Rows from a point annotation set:
-.-.-

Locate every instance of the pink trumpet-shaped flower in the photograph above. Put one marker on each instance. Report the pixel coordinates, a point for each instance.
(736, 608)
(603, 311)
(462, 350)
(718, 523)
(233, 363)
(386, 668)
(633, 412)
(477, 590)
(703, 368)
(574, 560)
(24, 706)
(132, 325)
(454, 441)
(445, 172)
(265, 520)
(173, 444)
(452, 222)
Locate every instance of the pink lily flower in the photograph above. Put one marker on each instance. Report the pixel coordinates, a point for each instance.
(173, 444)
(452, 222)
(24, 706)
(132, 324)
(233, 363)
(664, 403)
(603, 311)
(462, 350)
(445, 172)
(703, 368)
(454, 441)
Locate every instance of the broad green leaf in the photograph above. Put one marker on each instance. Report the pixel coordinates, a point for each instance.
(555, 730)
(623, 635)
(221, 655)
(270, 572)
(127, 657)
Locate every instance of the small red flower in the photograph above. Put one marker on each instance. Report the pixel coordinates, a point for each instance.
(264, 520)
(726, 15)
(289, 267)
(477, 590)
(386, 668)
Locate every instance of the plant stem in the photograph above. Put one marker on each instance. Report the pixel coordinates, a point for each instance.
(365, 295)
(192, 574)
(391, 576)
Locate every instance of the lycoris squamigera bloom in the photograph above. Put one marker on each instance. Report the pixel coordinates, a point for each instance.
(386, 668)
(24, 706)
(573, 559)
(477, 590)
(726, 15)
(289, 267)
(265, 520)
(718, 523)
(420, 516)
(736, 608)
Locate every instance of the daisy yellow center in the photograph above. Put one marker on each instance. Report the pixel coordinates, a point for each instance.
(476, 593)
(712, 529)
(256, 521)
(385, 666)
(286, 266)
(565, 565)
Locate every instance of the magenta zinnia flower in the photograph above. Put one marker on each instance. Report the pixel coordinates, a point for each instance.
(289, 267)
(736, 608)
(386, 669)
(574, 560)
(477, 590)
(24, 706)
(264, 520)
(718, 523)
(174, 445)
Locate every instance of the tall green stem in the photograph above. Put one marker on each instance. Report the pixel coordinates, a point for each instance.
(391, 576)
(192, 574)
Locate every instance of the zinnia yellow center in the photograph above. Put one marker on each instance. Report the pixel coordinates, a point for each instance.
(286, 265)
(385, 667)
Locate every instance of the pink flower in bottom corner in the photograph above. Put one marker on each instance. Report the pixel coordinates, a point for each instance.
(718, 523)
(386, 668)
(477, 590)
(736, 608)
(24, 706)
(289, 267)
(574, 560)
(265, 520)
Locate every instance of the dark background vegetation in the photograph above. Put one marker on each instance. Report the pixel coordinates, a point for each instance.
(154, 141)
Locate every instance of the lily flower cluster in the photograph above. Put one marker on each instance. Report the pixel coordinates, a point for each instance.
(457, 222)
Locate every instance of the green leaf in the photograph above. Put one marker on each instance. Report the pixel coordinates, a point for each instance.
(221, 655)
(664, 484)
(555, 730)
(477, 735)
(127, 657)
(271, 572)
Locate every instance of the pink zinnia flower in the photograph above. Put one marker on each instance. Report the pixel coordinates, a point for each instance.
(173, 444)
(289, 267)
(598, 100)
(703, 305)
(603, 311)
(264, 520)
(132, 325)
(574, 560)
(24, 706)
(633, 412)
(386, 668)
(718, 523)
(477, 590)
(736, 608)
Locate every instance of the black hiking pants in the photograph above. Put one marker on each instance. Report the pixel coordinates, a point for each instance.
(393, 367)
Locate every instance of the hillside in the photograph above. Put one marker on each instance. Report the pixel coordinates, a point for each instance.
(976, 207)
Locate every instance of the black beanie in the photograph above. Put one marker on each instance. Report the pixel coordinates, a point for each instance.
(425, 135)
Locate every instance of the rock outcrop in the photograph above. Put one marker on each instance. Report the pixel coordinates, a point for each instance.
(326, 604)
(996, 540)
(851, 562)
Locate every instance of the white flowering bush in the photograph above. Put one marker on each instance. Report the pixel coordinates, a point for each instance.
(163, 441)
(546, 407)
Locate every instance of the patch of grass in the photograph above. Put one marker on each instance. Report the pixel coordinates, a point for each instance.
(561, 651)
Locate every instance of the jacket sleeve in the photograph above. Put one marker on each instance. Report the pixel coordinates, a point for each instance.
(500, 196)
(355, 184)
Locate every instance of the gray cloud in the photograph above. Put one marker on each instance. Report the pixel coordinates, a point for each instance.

-.-.-

### WHAT IS ASKED
Can you put every line of the rows above into a JSON list of strings, one string per line, leaving out any blank lines?

### RESPONSE TO THE EXERCISE
[
  "Locate every instance of the pink trumpet-shaped flower in the photograph above. Put one marker on each instance. Report the pixel coordinates, a point for each instance.",
  "(736, 608)",
  "(603, 311)",
  "(462, 350)",
  "(718, 523)",
  "(233, 363)",
  "(386, 668)",
  "(633, 412)",
  "(477, 590)",
  "(703, 368)",
  "(574, 560)",
  "(24, 706)",
  "(132, 325)",
  "(454, 441)",
  "(445, 172)",
  "(265, 520)",
  "(173, 444)",
  "(452, 222)",
  "Locate every instance of the pink lily flower in the photograph above. Put one marker on each instance. Report the pixel coordinates, a point for each instance.",
  "(173, 444)",
  "(452, 222)",
  "(24, 706)",
  "(132, 324)",
  "(233, 363)",
  "(664, 403)",
  "(603, 311)",
  "(462, 350)",
  "(445, 172)",
  "(703, 368)",
  "(454, 441)",
  "Locate every instance of the broad green leaf in the photograph above. Put one marker on each instance. Report the pixel coordinates, a point for each instance.",
  "(555, 730)",
  "(623, 635)",
  "(221, 655)",
  "(270, 572)",
  "(127, 657)",
  "Locate every instance of the small red flower in the photograph above. Put one marker on each instance. Report the pixel coordinates, a point for each instance.",
  "(264, 520)",
  "(726, 15)",
  "(289, 267)",
  "(477, 590)",
  "(386, 668)",
  "Locate every instance of the plant stem in the photograph above. Put one marker on each instance. Report the pixel coordinates, a point for each instance.",
  "(365, 295)",
  "(192, 574)",
  "(391, 576)",
  "Locate every instance of the lycoris squamigera bloom in the photograph above. Put one marker on each instance. Report the pixel coordinates, a point for each instance.",
  "(386, 668)",
  "(24, 706)",
  "(573, 559)",
  "(477, 590)",
  "(726, 15)",
  "(289, 267)",
  "(265, 520)",
  "(718, 523)",
  "(420, 516)",
  "(736, 608)",
  "Locate every instance of the daisy yellow center in the photograph above. Put one marker on each instance. Report the pixel coordinates, a point for each instance.",
  "(476, 593)",
  "(712, 529)",
  "(256, 521)",
  "(385, 666)",
  "(286, 266)",
  "(565, 565)",
  "Locate every instance of the magenta zinnia flower in the photograph above. Put one marker on each instance. Report the pixel coordinates, a point for each instance.",
  "(289, 267)",
  "(736, 608)",
  "(386, 669)",
  "(574, 560)",
  "(477, 590)",
  "(24, 706)",
  "(264, 520)",
  "(718, 523)",
  "(174, 445)",
  "Locate every instance of the tall green stem in the photograph above. Put one marker on each instance. Report the pixel coordinates, a point for each instance.",
  "(391, 576)",
  "(192, 574)",
  "Locate every instance of the zinnia yellow center in the photograph above. Put one marker on each instance. Report the pixel coordinates, a point for each instance.",
  "(286, 265)",
  "(385, 667)",
  "Locate every instance of the pink flower in bottom corner in the photograph above. Put one marker on each instance. Report the pixel coordinates, a point for each instance.",
  "(718, 523)",
  "(386, 668)",
  "(477, 590)",
  "(736, 608)",
  "(24, 706)",
  "(289, 267)",
  "(574, 560)",
  "(265, 520)",
  "Locate every instance of the dark background vegetation in the photograph above. Put one marker on each instance. Report the pixel coordinates, a point for each instance.",
  "(154, 141)",
  "Locate every instance of the lily flower cluster in the photograph above. Put one marker on each instance. Report the pixel coordinates, a point for each instance.",
  "(457, 222)",
  "Locate every instance of the green leaf in the photograph above. Put one marker on each instance. Report the pixel coordinates, a point for each instance.",
  "(221, 655)",
  "(664, 484)",
  "(555, 730)",
  "(477, 735)",
  "(127, 657)",
  "(271, 572)",
  "Locate every instance of the pink zinnia flower in the photograph above. Put one marker on each instance. Report the pixel coordinates, a point for each instance.",
  "(173, 444)",
  "(289, 267)",
  "(598, 100)",
  "(703, 305)",
  "(603, 311)",
  "(264, 520)",
  "(132, 325)",
  "(574, 560)",
  "(24, 706)",
  "(633, 412)",
  "(386, 668)",
  "(718, 523)",
  "(477, 590)",
  "(736, 608)",
  "Locate every instance of the black hiking pants in the photograph above. Put one marker on each instance. Report the pixel coordinates, a point for each instance.",
  "(393, 367)",
  "Locate every instance of the hillside in the photograph above. Put one marker on each instance. Report the pixel coordinates, a point for each instance.",
  "(976, 207)",
  "Locate every instance of the black beanie in the photograph above. Put one marker on each instance. Report the pixel coordinates, a point for each instance.",
  "(425, 135)",
  "Locate every instance of the rock outcrop in the photograph above. Put one marker on each instance. Report the pixel coordinates, a point for each instance.",
  "(326, 604)",
  "(996, 540)",
  "(851, 562)",
  "Locate every instance of the white flowering bush in the photograph above. Put one marker on each instance. Report the pixel coordinates, a point for each instance.",
  "(163, 441)",
  "(546, 407)",
  "Locate every instance of the patch of grass in the photograph above. Put one marker on each instance. Report the pixel coordinates, a point for each instance.",
  "(561, 651)",
  "Locate every instance of the jacket sleeve in the photograph above. Put one marker on each instance. Report the pixel coordinates, a point for each instance.",
  "(500, 196)",
  "(355, 184)",
  "Locate every instance of the gray cloud in the photograph above. Put one marker on each instance. Report the pixel coordinates, a point for each instance."
]